Records supplied >>
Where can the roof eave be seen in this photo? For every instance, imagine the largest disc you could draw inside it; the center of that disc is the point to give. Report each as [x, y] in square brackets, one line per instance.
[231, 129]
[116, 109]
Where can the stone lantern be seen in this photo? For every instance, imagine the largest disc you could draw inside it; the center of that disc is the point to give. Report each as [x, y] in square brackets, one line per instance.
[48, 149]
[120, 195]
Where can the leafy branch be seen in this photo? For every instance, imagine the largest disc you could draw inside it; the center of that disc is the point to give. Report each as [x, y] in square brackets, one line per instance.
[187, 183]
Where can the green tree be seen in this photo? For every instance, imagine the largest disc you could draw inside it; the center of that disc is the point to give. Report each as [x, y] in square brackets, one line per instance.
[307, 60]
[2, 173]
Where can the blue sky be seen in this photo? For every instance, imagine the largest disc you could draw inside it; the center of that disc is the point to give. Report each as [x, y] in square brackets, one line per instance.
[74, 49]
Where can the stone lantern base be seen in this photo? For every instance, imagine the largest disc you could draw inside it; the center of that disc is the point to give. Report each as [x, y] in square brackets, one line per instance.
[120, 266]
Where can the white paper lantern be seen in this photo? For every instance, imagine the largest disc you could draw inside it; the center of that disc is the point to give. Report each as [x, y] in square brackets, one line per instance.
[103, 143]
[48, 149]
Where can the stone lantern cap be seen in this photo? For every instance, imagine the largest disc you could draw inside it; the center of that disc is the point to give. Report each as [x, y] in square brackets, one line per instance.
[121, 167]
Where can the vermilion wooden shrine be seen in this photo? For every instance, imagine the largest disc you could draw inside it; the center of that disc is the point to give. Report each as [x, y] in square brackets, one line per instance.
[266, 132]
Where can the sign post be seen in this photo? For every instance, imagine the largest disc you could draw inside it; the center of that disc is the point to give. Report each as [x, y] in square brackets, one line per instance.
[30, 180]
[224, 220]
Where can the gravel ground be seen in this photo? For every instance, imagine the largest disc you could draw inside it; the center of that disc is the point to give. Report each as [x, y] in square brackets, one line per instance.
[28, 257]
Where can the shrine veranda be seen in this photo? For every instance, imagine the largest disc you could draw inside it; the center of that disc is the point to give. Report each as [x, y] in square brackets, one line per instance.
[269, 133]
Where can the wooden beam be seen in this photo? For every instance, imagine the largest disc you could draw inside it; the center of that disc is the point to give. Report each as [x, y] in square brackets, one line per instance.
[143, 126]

The task >>
For this exercise, all the data must be repeated exactly.

Expected answer >>
Where can the roof eave be seen in this photo? For every instance, imagine the largest disc you could draw inside it; the center of that disc is the point to give. Report each as [x, y] in square brackets, one line per instance.
[231, 129]
[116, 109]
Where can the stone lantern be seen in this photo? For every instance, imagine the largest disc you could draw inside it; the center of that disc is the point to give. Report each as [x, y] in square brackets, one line per instance.
[48, 149]
[120, 195]
Where can the leafy branch be seen in this photo? For every instance, imagine the largest disc you could draw inside it; the center of that disc is the point to give. Report each as [x, y] in square brackets, one line per instance.
[187, 183]
Where can the green tree be seen in this photo? For every instance, imagine the largest disc you could draw inside it; the center of that disc is the point to give. Report each as [x, y] in square brackets, one line per instance.
[307, 60]
[2, 173]
Where can the blue sky be seen in this photo? For every instance, imagine the largest disc you could draw inside it; the center of that disc is the point to give. Report each as [x, y] in square brackets, one line per instance.
[74, 49]
Where can the stone lantern base be seen in this photo? For every instance, imagine the largest disc you could draw inside it; the center of that disc is the point to give. Report each as [x, y] in square brackets, one line per instance.
[120, 266]
Where can the white paper lantern be seen in this photo? For every instance, imagine the largest disc you could draw inside it; the center of that disc is the point to give. Report each as [x, y] in square brackets, one line per instance.
[103, 143]
[48, 149]
Where can the stone lantern cap be seen in this photo? For every instance, imagine the largest disc you could draw inside it; the center of that disc is the point to give. Report each as [x, y] in square brackets, one line per instance.
[121, 167]
Where can the vermilion wooden shrine be seen in this photo? For every instance, imagine the largest disc you could draw inside it; the center of that disc is the point to give. Report each as [x, y] in square brackets, one line per instance.
[266, 132]
Where can the sign post be seen in this photo? For every instance, imagine the largest disc you could draw inside it; the center of that disc is the point to give. Report each as [x, y] in square brackets, one line per instance.
[30, 180]
[224, 220]
Where can the gravel ground be seen in this photo? For every instance, imagine the largest disc you could draw inside it; the center of that disc is the point to give. Report each as [x, y] in square brackets, one line per instance.
[28, 257]
Where can the shrine veranda be seen in this photo? For every instance, imagine the largest disc you could draw inside it; the center of that disc is the point to give. Report each as [x, y] in square brackets, one line per instance.
[269, 133]
Where can the wooden beam be seen in this photo? For every instance, imagine the largest disc you could draw inside it; the center of that disc is the point to give. Report each as [x, y] in square brackets, one line per instance.
[143, 126]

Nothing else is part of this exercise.